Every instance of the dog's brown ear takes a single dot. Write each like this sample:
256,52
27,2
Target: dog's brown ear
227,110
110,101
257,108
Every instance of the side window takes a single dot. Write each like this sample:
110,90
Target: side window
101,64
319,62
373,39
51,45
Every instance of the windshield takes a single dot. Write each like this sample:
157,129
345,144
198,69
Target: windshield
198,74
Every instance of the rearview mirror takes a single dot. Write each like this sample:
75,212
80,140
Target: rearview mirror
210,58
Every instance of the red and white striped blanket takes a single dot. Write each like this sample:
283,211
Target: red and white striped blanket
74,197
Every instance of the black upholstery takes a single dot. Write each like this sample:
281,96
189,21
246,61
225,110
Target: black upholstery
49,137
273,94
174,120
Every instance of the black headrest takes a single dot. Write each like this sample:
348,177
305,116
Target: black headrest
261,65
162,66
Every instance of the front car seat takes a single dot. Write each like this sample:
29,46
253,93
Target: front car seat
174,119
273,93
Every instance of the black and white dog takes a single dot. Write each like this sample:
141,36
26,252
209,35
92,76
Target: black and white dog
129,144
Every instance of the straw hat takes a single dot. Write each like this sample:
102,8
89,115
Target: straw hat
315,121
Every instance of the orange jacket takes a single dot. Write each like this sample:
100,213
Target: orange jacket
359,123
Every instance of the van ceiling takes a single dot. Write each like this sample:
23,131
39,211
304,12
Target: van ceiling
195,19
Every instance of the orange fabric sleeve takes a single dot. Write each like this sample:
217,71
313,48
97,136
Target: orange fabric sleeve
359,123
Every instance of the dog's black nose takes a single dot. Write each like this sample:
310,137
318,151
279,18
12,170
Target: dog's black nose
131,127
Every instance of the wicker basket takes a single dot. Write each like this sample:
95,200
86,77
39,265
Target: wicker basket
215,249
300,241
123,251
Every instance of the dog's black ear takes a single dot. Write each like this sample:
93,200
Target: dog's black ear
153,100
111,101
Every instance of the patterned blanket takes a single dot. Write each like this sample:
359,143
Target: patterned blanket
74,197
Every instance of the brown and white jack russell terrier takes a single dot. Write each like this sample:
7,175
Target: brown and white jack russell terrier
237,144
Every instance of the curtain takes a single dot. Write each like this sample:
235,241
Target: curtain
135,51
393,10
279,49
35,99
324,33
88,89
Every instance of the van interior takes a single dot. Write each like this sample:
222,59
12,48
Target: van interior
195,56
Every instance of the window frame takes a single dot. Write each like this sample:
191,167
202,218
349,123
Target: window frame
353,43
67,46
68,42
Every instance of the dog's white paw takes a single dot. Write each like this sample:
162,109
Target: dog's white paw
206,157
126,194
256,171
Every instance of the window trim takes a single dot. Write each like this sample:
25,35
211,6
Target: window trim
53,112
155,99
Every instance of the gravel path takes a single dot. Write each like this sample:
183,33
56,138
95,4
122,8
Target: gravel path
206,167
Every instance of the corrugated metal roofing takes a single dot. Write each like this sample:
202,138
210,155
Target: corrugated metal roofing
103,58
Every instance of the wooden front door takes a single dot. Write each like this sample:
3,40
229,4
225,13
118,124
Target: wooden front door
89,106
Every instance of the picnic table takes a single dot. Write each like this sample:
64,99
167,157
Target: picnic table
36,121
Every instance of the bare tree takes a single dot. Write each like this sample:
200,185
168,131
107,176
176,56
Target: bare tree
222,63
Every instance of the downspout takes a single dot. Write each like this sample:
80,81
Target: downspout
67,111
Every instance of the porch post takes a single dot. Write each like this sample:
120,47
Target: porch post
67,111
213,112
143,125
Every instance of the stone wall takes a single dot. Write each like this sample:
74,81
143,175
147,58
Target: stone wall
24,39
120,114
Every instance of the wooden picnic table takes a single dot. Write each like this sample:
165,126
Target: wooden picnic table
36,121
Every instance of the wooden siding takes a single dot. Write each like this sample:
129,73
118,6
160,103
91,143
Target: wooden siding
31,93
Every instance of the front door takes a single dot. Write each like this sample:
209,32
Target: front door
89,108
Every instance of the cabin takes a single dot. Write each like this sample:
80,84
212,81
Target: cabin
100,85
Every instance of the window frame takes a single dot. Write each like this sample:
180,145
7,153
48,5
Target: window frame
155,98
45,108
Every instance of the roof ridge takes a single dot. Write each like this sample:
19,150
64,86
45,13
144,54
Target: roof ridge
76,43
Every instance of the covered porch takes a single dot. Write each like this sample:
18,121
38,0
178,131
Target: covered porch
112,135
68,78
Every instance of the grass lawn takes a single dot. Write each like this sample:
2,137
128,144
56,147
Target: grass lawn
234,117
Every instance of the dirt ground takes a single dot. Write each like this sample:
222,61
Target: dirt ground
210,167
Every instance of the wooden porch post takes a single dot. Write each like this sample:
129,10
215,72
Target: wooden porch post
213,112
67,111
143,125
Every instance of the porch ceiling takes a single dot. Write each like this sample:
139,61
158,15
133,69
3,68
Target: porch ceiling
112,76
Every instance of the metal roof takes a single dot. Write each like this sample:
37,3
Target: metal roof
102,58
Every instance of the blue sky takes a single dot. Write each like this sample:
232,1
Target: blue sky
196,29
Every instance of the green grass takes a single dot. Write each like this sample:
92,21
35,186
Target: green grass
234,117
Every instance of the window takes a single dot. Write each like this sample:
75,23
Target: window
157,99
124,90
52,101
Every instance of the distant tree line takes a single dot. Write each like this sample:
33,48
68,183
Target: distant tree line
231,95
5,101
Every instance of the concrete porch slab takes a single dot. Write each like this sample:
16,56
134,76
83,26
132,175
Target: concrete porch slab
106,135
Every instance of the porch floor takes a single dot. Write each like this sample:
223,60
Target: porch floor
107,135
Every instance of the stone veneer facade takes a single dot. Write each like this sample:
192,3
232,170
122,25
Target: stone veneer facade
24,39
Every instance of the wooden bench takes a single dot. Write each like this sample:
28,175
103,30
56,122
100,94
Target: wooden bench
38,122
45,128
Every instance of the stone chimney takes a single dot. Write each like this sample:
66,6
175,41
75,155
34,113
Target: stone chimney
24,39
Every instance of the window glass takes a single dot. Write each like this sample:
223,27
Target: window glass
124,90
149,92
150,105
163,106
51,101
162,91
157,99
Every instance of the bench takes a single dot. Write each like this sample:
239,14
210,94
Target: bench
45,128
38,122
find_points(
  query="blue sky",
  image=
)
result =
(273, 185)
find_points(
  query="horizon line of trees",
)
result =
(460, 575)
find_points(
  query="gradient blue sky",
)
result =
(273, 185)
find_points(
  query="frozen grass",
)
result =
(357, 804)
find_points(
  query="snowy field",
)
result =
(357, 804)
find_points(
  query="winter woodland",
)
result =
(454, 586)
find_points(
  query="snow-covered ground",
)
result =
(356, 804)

BRIEF: Reproduce all of the material above, swapping every "single dot" for "lone marker" and leaving everything else unchanged.

THE SOLUTION:
Every instance of the dog's brown ear takes a lone marker. Write each like this sample:
256,52
27,2
Target: dog's brown ear
227,110
110,101
257,108
Every instance of the side window takes a lone marker. Write each like this sample:
110,90
Target: side window
101,64
319,62
373,39
51,45
Every instance of the windshield takes a lone marker. Write each like this sample:
157,129
345,144
198,69
Target: windshield
198,74
Every instance of the rearview mirror takes a lone marker. Write each like this sample:
75,212
80,140
Target: rearview mirror
210,58
Every instance of the red and white striped blanket takes a lone marker. Write each like this sample:
283,211
Target: red and white striped blanket
74,197
Every instance of the black upholstery takes a lone marker. Write each like this sample:
281,96
189,21
246,61
225,110
Target: black upholstery
49,137
273,94
174,120
Every instance of the black headrest takes a lone marker. Write each like this sample:
348,177
305,116
Target: black headrest
261,65
162,66
Every instance of the front car seat takes a lone marker. Write each like this sample:
29,46
253,93
Target: front car seat
174,119
273,93
Every instance of the black and white dog takes a lone marker. Write each like this sample:
141,36
26,252
209,35
92,76
Target: black and white dog
129,144
Every instance of the straw hat takes a lone marker. Write each like this sample:
102,8
89,115
Target: straw hat
315,121
Every instance of the orange jacket takes a lone marker. Write each like this sample:
100,213
Target: orange jacket
359,123
Every instance of the van ceiling takes a lone marker. Write each like this sample:
23,131
39,211
304,12
Target: van ceiling
195,19
Every instance of the orange fabric sleeve takes a lone marker. Write each like this sample:
217,71
313,48
97,136
Target: orange fabric sleeve
359,123
Every instance of the dog's black nose takes a lone marker. Write each like this sample:
310,137
318,151
279,18
12,170
Target: dog's black nose
131,127
Every instance of the wicker basket takes a lone marker. Write each like this sample:
95,200
86,77
39,265
Target: wicker basket
215,249
300,241
123,251
Every instance of the dog's black ear takes a lone marker. Write each like this sample:
93,200
Target: dog's black ear
153,100
111,101
Every instance of the patterned blanket takes a lone marker. Write each like this sample:
359,143
Target: patterned blanket
74,197
Every instance of the brown and white jack russell terrier takes a lone marker. Write each like this sample:
7,175
Target: brown and white jack russell terrier
237,144
Every instance of the curtain takes a lone marker. Write each like this sample:
235,241
Target: curtain
135,51
393,10
279,49
35,99
324,33
88,89
Every instance of the van interior takes a lone marker. Write each like this sample:
222,59
12,48
Target: van interior
195,56
Every instance of the window frame takes a lone marker. Write each like this sample:
191,167
202,218
349,123
Target: window frame
353,43
67,46
68,42
Every instance of the dog's white paw takes a lone marker. Write each like this sample:
162,109
Target: dog's white paw
206,157
126,194
256,171
Every instance of the window trim takes a lone marker. Write each like this sample:
25,35
211,6
Target: window trim
53,112
155,99
Every instance of the gravel path takes a lone marker. Write each like this sample:
183,33
56,138
95,4
122,8
Target: gravel path
206,167
Every instance of the corrugated metal roofing takes a lone marker. Write each like this sample:
202,138
210,155
Target: corrugated metal roofing
103,58
Every instance of the wooden front door takes a lone marker. Write each like this sample:
3,40
229,4
225,13
118,124
Target: wooden front door
89,106
Every instance of the picnic table takes a lone marker. Write each like this sample:
64,99
167,157
Target: picnic table
36,121
Every instance of the bare tree takes a lone marker. Write each like this sample:
200,185
168,131
107,176
176,56
Target: bare tree
222,63
Every instance of the downspout takes a lone marker. Write each like this sample:
80,81
Target: downspout
67,111
Every instance of the porch post takes a lone marker. Write each like this sample:
120,47
Target: porch post
67,111
213,112
143,125
Every instance of the stone wall takes a lone marker. Write each like this sample:
74,81
143,175
147,58
Target: stone wall
24,39
120,114
Every instance of the wooden picnic table takes a lone marker. Write each like this sample:
165,126
Target: wooden picnic table
36,121
Every instance of the wooden siding takes a lone marker. Write each like this sample:
129,73
118,6
160,103
91,143
Target: wooden siding
31,93
Every instance of the front door takes a lone marker. Write each like this sample:
209,32
Target: front door
89,108
Every instance of the cabin takes a lone marker. Write each like this sample:
80,84
212,81
Target: cabin
100,85
Every instance of the window frame takes a lone marker. Write each like this sample:
180,145
7,153
48,5
Target: window frame
155,98
45,108
Every instance of the roof ridge takes a lone marker. Write each like this sample:
19,150
64,86
45,13
144,54
Target: roof ridge
76,43
Every instance of the covered porch takes a lone marker. Write each like this sample:
18,121
38,0
178,131
Target: covered porch
112,135
68,78
Every instance of the grass lawn takes a lone marker. Write each like this sample:
2,137
128,144
56,147
Target: grass lawn
234,117
Every instance of the dirt ground takes a lone marker. Write each like this sample:
222,61
Target: dirt ground
210,167
Every instance of the wooden porch post takes a lone marker. Write each like this sample:
129,10
215,72
Target: wooden porch post
213,112
67,111
143,125
Every instance of the porch ceiling takes a lone marker. Write each like this sample:
139,61
158,15
133,69
3,68
Target: porch ceiling
112,76
Every instance of the metal roof takes a lone marker. Write each like this sample:
37,3
Target: metal roof
102,58
Every instance of the blue sky takes a lone marker. Write each like this sample:
232,1
Target: blue sky
196,29
Every instance of the green grass takes a lone marker. Write each like this sample:
92,21
35,186
Target: green grass
234,117
Every instance of the window takes a lone marker. Write each like this sample:
75,23
Target: window
157,99
124,90
52,101
Every instance of the distant tree line takes a lone marker. Write each like this sample:
33,48
68,183
Target: distant tree line
231,95
5,101
Every instance of the concrete porch slab takes a lone marker. Write each like this sample:
16,56
134,76
83,26
132,175
Target: concrete porch slab
106,135
Every instance of the porch floor takes a lone marker. Write each like this sample:
223,60
Target: porch floor
107,135
Every instance of the stone veneer facade takes a lone marker. Write each like this sample:
192,3
232,170
122,25
Target: stone veneer facade
24,39
Every instance of the wooden bench takes a lone marker. Write each like this sample:
28,175
103,30
56,122
100,94
Target: wooden bench
38,122
45,128
Every instance of the stone chimney takes a lone marker. Write each like this sample:
66,6
175,41
75,155
34,113
Target: stone chimney
24,39
Every instance of the window glass takes a lone marker. Write each like this sample:
223,27
Target: window glass
124,90
149,92
150,105
163,106
51,101
162,91
157,99
Every instance of the bench takes a lone marker. Write each like this sample:
239,14
210,94
Target: bench
45,128
38,122
find_points(
  query="blue sky",
  image=
)
result =
(273, 185)
find_points(
  query="horizon line of trees",
)
result =
(460, 575)
find_points(
  query="gradient blue sky",
)
result =
(273, 185)
find_points(
  query="frozen grass",
)
result =
(357, 804)
find_points(
  query="snowy field",
)
result =
(357, 804)
find_points(
  query="winter woodland",
)
result =
(454, 586)
find_points(
  query="snow-covered ground",
)
result =
(356, 804)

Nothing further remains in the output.